• TO DO
(A) Write out the part of the garbage collection passage that begins with the words "Questions tagged [garbage-collection]" and ends with "problems in .", character for character.
(B) Gather every line of the listing that contains the string "give", matching case exactly.

• EXTRACTED TEXT
Questions tagged [garbage-collection]

Garbage collection (GC) is a form of automatic memory management which attempts to reclaim garbage, or memory occupied by objects that are no longer in use by the program.

Garbage collection was invented by John McCarthy around 1959 to solve problems in .

Garbage collection is often portrayed as the opposite of manual memory management, which requires the programmer to specify which objects to deallocate and return to the memory system. However, many systems use a combination of the two approaches, and other techniques such as stack allocation and region inference can carve off parts of the problem. There is an ambiguity of terms, as theory often uses the terms manual garbage collection and automatic garbage collection rather than manual memory management and garbage collection, and does not restrict garbage collection to memory management, rather considering that any logical or physical resource may be garbage collected.

Garbage collection does not traditionally manage limited resources other than memory that typical programs use, such as network sockets, database handles, user interaction windows, and file and device descriptors. Methods used to manage such resources, particularly destructors, may suffice as well to manage memory, leaving no need for GC. Some GC systems allow such other resources to be associated with a region of memory that, when collected, causes the other resource to be reclaimed; this is called finalization. Finalization may introduce complications limiting its usability, such as intolerable latency between disuse and reclaim of especially limited resources, or a lack of control over which thread performs the work of reclaiming.

• INPUT
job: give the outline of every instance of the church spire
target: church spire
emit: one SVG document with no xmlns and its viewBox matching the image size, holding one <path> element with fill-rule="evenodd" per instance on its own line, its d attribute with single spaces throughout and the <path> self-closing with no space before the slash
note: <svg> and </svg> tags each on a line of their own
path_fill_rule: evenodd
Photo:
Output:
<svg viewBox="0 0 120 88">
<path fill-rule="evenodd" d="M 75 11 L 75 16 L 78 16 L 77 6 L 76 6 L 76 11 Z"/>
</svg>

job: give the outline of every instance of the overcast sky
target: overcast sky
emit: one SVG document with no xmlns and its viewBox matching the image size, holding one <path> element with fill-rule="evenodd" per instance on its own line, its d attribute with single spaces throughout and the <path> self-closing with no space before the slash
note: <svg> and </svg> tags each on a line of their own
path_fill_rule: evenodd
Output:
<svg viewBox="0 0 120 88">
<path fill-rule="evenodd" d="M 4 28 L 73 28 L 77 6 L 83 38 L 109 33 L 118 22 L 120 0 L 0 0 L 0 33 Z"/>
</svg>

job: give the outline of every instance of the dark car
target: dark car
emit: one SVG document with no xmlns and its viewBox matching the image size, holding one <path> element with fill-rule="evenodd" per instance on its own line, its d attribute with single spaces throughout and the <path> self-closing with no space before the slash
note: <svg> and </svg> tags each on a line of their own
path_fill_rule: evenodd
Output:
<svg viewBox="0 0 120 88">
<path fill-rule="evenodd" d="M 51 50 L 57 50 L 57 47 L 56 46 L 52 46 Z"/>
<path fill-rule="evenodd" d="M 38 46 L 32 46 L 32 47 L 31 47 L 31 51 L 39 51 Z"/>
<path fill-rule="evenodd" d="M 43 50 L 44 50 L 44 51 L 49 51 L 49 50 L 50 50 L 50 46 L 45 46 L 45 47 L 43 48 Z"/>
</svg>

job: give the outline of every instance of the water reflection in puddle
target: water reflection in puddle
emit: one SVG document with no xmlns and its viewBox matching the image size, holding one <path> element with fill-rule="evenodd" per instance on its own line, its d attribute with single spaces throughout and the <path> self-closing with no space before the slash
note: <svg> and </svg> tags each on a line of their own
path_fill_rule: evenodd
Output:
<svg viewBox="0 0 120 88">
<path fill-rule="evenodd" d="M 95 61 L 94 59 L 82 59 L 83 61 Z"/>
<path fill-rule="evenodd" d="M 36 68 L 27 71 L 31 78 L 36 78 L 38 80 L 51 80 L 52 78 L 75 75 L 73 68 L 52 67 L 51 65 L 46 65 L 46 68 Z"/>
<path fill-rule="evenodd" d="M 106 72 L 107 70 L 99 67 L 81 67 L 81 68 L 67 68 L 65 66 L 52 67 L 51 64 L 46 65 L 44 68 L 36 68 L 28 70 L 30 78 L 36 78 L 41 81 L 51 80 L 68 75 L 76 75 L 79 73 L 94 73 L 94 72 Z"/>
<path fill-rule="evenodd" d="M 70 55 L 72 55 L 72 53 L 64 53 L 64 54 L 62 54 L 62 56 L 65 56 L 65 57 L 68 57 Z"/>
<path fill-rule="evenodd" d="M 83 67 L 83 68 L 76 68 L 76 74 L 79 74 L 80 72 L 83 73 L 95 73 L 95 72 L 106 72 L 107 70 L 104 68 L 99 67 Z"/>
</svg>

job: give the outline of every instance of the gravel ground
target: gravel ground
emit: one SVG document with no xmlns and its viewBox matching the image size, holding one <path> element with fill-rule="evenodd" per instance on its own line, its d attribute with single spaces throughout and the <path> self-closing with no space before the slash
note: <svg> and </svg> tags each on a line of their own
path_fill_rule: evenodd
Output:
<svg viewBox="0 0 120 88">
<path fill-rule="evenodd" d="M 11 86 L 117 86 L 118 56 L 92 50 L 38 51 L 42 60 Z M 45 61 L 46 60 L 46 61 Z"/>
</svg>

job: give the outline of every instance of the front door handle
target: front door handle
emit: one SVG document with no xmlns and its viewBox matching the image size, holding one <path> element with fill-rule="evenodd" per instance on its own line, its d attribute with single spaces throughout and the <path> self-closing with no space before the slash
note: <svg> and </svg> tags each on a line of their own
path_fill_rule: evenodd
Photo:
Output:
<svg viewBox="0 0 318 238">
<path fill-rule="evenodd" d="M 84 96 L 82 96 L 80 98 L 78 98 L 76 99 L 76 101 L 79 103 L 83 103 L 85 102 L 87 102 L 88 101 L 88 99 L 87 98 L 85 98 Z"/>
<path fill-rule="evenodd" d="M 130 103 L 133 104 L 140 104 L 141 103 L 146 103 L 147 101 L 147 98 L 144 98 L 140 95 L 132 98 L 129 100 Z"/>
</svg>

• WRITTEN RESPONSES
(A)
Questions tagged [garbage-collection]

Garbage collection (GC) is a form of automatic memory management which attempts to reclaim garbage, or memory occupied by objects that are no longer in use by the program.

Garbage collection was invented by John McCarthy around 1959 to solve problems in .

(B)
job: give the outline of every instance of the church spire
job: give the outline of every instance of the overcast sky
job: give the outline of every instance of the dark car
job: give the outline of every instance of the water reflection in puddle
job: give the outline of every instance of the gravel ground
job: give the outline of every instance of the front door handle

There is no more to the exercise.